• _目標 1_
原文の「2018年06月号掲載」から「RIKA(ROCK HAiR FACTORY店長)」までを、一字も変えずに書き写してください。
• _目標 2_
原文にある次の一文を英語に訳してください:「そんな真逆なところもありつつ、お話を聞いていると、カッコいいという価値観は同じなのかなと思ったんですが、そんな耳で聴いたお互いの新作をどう思いましたか?」

NOTHING TO DECLARE×彼女 IN THE DISPLAY

2018年06月号掲載

NOTHING TO DECLARE×彼女 IN THE DISPLAY

NOTHING TO DECLARE:Mas(Vo/Gt)
彼女 IN THE DISPLAY:RYOSUKE(Vo)
インタビュアー:高橋 美穂 Photo by RIKA(ROCK HAiR FACTORY店長)

-そんな真逆なところもありつつ、お話を聞いていると、カッコいいという価値観は同じなのかなと思ったんですが、そんな耳で聴いたお互いの新作をどう思いましたか?

[画像のアウトライン項目]
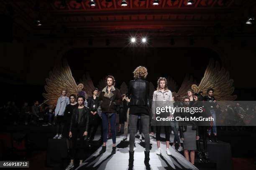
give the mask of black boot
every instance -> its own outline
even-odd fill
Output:
[[[134,151],[129,151],[129,169],[132,169],[133,166],[133,155]]]
[[[146,166],[146,170],[150,169],[150,165],[149,165],[149,151],[144,151],[145,153],[145,159],[144,160],[144,163]]]
[[[218,139],[217,139],[217,135],[214,135],[214,142],[217,143],[219,142],[219,141],[218,140]]]
[[[199,160],[200,160],[200,162],[203,162],[204,158],[201,151],[199,151],[197,152],[197,155],[198,156],[198,158],[199,158]]]
[[[101,150],[100,151],[100,153],[103,153],[105,152],[106,152],[106,146],[102,146]]]
[[[115,146],[115,147],[112,147],[112,152],[111,152],[111,155],[115,154],[115,149],[116,149],[116,147]]]

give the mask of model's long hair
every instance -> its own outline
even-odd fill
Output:
[[[160,78],[158,80],[157,80],[157,88],[156,88],[156,90],[160,90],[160,81],[164,81],[165,82],[165,86],[164,86],[164,90],[168,90],[168,87],[167,86],[167,80],[165,78]]]
[[[141,78],[146,79],[148,75],[148,70],[145,67],[138,66],[134,70],[133,73],[134,78]]]

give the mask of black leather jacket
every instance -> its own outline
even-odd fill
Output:
[[[128,89],[130,105],[147,105],[149,94],[149,83],[141,79],[131,81]]]
[[[69,131],[72,130],[72,128],[74,127],[77,128],[79,126],[82,127],[86,127],[85,131],[88,131],[89,127],[89,122],[90,119],[90,109],[84,106],[83,108],[83,115],[81,118],[80,123],[79,124],[78,122],[78,108],[77,108],[74,110],[73,113],[71,116],[71,120],[70,121],[70,128]]]

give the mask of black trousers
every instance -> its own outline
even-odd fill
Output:
[[[89,129],[88,130],[87,136],[90,138],[94,138],[94,136],[97,131],[99,125],[101,126],[100,133],[102,137],[102,126],[101,126],[101,119],[97,114],[92,115],[90,115],[90,121],[89,123]]]
[[[71,131],[72,146],[70,150],[70,157],[72,160],[74,160],[76,158],[79,159],[79,160],[82,160],[84,158],[83,154],[85,143],[83,134],[85,130],[85,127],[77,127],[73,128]]]
[[[169,141],[170,140],[170,132],[169,131],[169,126],[162,126],[164,129],[164,132],[165,132],[165,141]],[[156,126],[156,140],[160,140],[160,134],[161,133],[161,127],[162,126]]]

• _解答 1_
2018年06月号掲載

NOTHING TO DECLARE×彼女 IN THE DISPLAY

NOTHING TO DECLARE:Mas(Vo/Gt)
彼女 IN THE DISPLAY:RYOSUKE(Vo)
インタビュアー:高橋 美穂 Photo by RIKA(ROCK HAiR FACTORY店長)

• _解答 2_
While there are these completely opposite sides to you, listening to you talk, I got the sense that you share the same idea of what's cool. Listening with that in mind, what did you think of each other's new releases?